**CHALLENGE**. Update the listing from its start up to and including the line with "M 84 85 L 70", changing "olive-green" to "dark green" and keeping everything else the same. Give back only those lines.

Records in a dataset:
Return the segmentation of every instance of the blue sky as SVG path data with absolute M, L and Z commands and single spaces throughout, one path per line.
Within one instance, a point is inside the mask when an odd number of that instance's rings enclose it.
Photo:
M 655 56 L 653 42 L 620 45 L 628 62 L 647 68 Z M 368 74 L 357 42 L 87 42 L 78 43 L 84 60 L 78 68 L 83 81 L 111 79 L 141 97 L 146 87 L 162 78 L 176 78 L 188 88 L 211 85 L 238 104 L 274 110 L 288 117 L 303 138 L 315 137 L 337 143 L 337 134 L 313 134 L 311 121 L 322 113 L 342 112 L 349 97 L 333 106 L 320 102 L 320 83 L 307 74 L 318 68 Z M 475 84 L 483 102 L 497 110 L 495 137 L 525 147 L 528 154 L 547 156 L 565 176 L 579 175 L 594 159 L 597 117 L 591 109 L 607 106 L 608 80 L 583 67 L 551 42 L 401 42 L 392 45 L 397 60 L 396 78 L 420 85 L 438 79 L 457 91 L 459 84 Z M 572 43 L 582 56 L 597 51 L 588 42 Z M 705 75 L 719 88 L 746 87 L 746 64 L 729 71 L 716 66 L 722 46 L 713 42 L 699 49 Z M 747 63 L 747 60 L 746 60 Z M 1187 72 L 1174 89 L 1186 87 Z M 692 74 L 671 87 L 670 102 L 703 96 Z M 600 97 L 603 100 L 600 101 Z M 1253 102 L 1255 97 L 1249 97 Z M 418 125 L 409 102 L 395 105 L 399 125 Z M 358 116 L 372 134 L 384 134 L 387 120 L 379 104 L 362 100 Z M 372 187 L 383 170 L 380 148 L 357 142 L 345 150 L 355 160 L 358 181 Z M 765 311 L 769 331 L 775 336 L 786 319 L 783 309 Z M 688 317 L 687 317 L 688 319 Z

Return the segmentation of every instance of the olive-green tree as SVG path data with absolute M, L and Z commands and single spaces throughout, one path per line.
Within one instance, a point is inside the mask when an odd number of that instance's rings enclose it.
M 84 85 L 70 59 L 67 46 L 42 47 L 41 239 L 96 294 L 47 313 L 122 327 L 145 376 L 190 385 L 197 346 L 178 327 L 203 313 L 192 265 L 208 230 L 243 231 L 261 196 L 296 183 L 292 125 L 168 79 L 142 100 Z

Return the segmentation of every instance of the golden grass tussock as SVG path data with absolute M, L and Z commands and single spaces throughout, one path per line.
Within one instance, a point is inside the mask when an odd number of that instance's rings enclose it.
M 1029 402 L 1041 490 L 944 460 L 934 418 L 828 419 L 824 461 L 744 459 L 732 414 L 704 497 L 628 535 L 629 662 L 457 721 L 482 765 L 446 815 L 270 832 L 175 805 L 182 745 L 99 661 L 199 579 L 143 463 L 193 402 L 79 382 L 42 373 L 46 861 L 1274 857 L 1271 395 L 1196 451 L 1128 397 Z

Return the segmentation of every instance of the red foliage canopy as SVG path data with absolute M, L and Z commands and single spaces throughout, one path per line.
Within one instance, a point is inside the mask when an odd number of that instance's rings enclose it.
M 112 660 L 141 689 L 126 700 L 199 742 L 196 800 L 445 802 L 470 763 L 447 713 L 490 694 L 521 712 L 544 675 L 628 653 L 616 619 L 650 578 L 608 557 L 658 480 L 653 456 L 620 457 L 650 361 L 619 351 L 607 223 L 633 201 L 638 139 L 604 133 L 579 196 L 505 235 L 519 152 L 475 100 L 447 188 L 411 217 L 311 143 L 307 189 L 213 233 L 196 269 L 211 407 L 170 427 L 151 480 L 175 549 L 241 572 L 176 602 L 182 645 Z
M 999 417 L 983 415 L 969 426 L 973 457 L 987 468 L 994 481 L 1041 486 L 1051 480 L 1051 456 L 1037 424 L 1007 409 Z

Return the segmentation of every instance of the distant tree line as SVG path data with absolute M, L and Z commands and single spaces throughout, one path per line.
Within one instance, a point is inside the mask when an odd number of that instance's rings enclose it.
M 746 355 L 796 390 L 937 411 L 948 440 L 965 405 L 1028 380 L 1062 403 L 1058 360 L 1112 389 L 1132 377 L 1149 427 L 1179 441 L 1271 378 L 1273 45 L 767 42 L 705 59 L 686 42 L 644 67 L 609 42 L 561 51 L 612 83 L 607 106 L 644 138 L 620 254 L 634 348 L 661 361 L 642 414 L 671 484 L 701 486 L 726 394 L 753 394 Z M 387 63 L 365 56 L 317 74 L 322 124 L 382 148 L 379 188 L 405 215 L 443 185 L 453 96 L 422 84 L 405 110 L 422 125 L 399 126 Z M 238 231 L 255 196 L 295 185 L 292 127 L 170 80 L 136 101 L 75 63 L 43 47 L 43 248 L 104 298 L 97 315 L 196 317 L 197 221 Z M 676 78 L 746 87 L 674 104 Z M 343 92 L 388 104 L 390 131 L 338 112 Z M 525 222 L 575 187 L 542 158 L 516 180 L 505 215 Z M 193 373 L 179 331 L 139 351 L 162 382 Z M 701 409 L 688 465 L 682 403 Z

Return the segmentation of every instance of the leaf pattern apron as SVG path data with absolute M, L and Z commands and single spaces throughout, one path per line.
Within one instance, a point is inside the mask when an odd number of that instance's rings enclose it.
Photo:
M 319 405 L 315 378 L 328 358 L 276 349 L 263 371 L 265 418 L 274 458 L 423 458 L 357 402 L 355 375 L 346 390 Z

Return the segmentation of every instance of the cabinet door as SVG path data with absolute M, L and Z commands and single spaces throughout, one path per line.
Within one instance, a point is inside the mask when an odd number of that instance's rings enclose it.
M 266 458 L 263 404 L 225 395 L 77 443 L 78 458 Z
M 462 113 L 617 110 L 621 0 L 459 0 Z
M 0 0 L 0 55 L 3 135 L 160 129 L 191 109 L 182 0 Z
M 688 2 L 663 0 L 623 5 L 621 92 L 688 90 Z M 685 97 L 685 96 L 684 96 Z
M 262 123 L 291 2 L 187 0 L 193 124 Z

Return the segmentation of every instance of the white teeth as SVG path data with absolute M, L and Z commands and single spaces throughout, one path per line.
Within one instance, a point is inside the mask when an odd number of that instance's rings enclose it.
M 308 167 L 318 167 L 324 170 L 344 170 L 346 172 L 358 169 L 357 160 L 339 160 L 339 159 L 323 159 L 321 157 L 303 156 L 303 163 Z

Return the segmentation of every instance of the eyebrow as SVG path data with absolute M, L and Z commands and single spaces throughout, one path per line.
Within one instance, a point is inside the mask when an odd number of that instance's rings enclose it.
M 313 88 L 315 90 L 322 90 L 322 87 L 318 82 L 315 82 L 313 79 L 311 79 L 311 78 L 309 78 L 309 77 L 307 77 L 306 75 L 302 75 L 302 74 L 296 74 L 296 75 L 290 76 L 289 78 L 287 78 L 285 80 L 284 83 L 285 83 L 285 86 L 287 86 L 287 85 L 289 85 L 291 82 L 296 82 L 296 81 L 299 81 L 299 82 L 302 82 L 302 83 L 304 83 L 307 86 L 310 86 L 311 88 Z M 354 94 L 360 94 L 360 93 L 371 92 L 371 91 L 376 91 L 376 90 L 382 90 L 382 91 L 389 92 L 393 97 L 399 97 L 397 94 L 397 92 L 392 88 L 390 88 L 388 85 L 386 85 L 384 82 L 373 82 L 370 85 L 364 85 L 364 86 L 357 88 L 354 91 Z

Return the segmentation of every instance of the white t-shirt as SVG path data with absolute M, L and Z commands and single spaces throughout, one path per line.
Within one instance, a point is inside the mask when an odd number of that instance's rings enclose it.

**CORRECT RESPONSE**.
Return the segmentation of every instance of the blue sky as SVG path data with absolute M, L and Z commands and single spaces throughout, one path per line.
Within one instance, a point is inside the mask when an odd number of that instance's rings enclose it.
Photo:
M 655 56 L 653 42 L 620 45 L 628 62 L 647 68 Z M 368 74 L 357 42 L 87 42 L 78 43 L 84 60 L 78 68 L 83 81 L 111 79 L 141 97 L 146 87 L 162 78 L 176 78 L 188 88 L 211 85 L 238 104 L 274 110 L 288 117 L 303 138 L 315 137 L 337 143 L 337 134 L 313 134 L 311 121 L 322 113 L 342 112 L 349 97 L 333 106 L 320 102 L 320 83 L 307 74 L 318 68 Z M 475 84 L 483 102 L 497 110 L 495 137 L 525 147 L 528 154 L 547 156 L 565 176 L 579 175 L 594 159 L 597 117 L 591 109 L 607 106 L 608 80 L 583 67 L 551 42 L 401 42 L 392 45 L 397 60 L 396 78 L 420 85 L 438 79 L 457 91 L 459 84 Z M 572 43 L 582 56 L 597 51 L 588 42 Z M 705 75 L 719 88 L 746 87 L 746 64 L 729 71 L 716 66 L 722 46 L 713 42 L 699 49 Z M 747 63 L 747 60 L 746 60 Z M 1187 72 L 1174 89 L 1186 87 Z M 692 74 L 671 87 L 670 102 L 703 96 Z M 600 97 L 603 100 L 600 101 Z M 1253 102 L 1255 97 L 1249 97 Z M 418 125 L 409 102 L 395 105 L 399 125 Z M 358 116 L 372 134 L 384 134 L 387 120 L 379 104 L 362 100 Z M 372 187 L 383 170 L 380 148 L 357 142 L 345 150 L 355 160 L 358 181 Z M 765 311 L 769 331 L 775 336 L 786 319 L 783 309 Z M 688 317 L 687 317 L 688 319 Z

Return the segmentation of every instance of the dark green tree as SVG path data with absolute M, L and Z commands and single spaces throughout, one path per line.
Within one instance, a point is inside the mask when an odd number of that instance's rings enclose it.
M 84 85 L 70 59 L 67 46 L 42 47 L 41 239 L 96 294 L 47 313 L 122 327 L 145 376 L 190 385 L 197 346 L 178 327 L 203 313 L 192 265 L 208 230 L 243 231 L 261 196 L 296 183 L 292 125 L 168 79 L 142 100 Z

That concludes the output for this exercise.